##### Texte fourni #####

Mercuriale septembre 2015
Le nationalisme breton, ce n'est pas ça !
Il y a quelques années,
pour mériter l’appellation de nationaliste breton, il fallait au moins avoir écrit
sur les murs "Les Français dehors", ou posé une bombe. On pouvait
aussi refuser de payer ses impôts ou de faire son service militaire. Et encore,
beaucoup de ceux qui ont connu la prison pour ces raisons trouvaient l’étiquette de "nationaliste"
excessive ou mal adaptée.
Aujourd’hui, il suffit
d’avoir bavé sur Facebook en se disant breton pour se considérer comme nationaliste.
La presse qui, elle non plus, ne connaît le sens des mots, en
rajoute en décernant le titre d’ "ultranationaliste".
Remettons les points sur
les i.
1 - Le nationalisme
breton, ce n’est pas "Plus Breton que moi tu meurs !".
L’identité
n’est pas une compétition. Est Breton celui qui le
décide et qui l’assume. Etre
nationaliste breton, c’est porter un héritage et le
transmettre. Peu importe le
nom que l’on porte, son lieu de naissance ou la couleur de sa
peau. L’objectif
du nationaliste est que l’héritage se transmette, quelle
que
soit la manière,
quel que soit le messager, jusqu'au réveil du dragon. Ceux qui
n’ont pas compris cela ne sont pas des nationalistes. Ce sont
des agences de notation. Le triple A de la bretonnité
n’existe pas. Ceux qui croient savoir ce qu'est un "bon breton"
ont raté leur carrière de sélectionneur
d’équipe de foot. Et encore, un sélectionneur fait
la différence entre les qualités d'un attaquant, d'un
défenseur, ou d'un ailier gauche.
L’identité bretonne n’est
pas octroyée par une instance supérieure, comme la préfecture délivre une carte
d’identité. C’est confondre l’État et la nation, une administration et une
communauté. Un nationaliste n'est pas quelqu'un qui rêve d'être préfet.
2 - Le nationalisme
breton, ce n’est pas "Prenons les armes et battez-vous !".
Au
temps des attentats du FLB il y avait peu de déclarations
guerrières. Elles se
multiplient aujourd’hui, alors qu’il n’y a plus
d’attentats et que les actes de
désobéissance sont rares. La déclaration
guerrière est une sorte de genre littéraire.
Elle permet, dans un théâtre d’ombres, de faire
preuve d’audace, de cruauté, d’autorité,
d’abnégation ou de sens du sacrifice. Ce genre de sketch
n’a rien à voir avec le nationalisme
breton. Le risque existe, pour les naïfs ou les
généreux, d’être manipulés par des
paranos ou des pervers.
3 - Le nationalisme
breton, ce n’est pas "Je n’aime pas les étrangers !". Ça, c’est de la
xénophobie ou du racisme, pas du nationalisme. Pour qu’une
petite nation comme
la Bretagne trouve sa place dans le concert des nations, il lui faut
des
proches, des amis, des alliés. Il lui en faut même plus que ses adversaires. S’en prendre
aux islamistes et se revendiquer de
Breiz Atao est ridicule. Les vieux Breiz Atao, les vrais, auraient pris
contact
depuis belle lurette avec l’État Islamique. Certains
séparatistes, au cours des
années 70, avaient pris contact avec des pays communistes.

##### Matériel fourni #####

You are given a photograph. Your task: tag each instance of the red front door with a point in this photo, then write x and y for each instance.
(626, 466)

#####

La consigne ::
Veuillez transcrire à l'identique le passage du texte sur le nationalisme breton qui s'ouvre sur les mots « 3 - Le nationalisme » et s'achève sur « des pays communistes. ».

Réponse attendue ::
3 - Le nationalisme
breton, ce n’est pas "Je n’aime pas les étrangers !". Ça, c’est de la
xénophobie ou du racisme, pas du nationalisme. Pour qu’une
petite nation comme
la Bretagne trouve sa place dans le concert des nations, il lui faut
des
proches, des amis, des alliés. Il lui en faut même plus que ses adversaires. S’en prendre
aux islamistes et se revendiquer de
Breiz Atao est ridicule. Les vieux Breiz Atao, les vrais, auraient pris
contact
depuis belle lurette avec l’État Islamique. Certains
séparatistes, au cours des
années 70, avaient pris contact avec des pays communistes.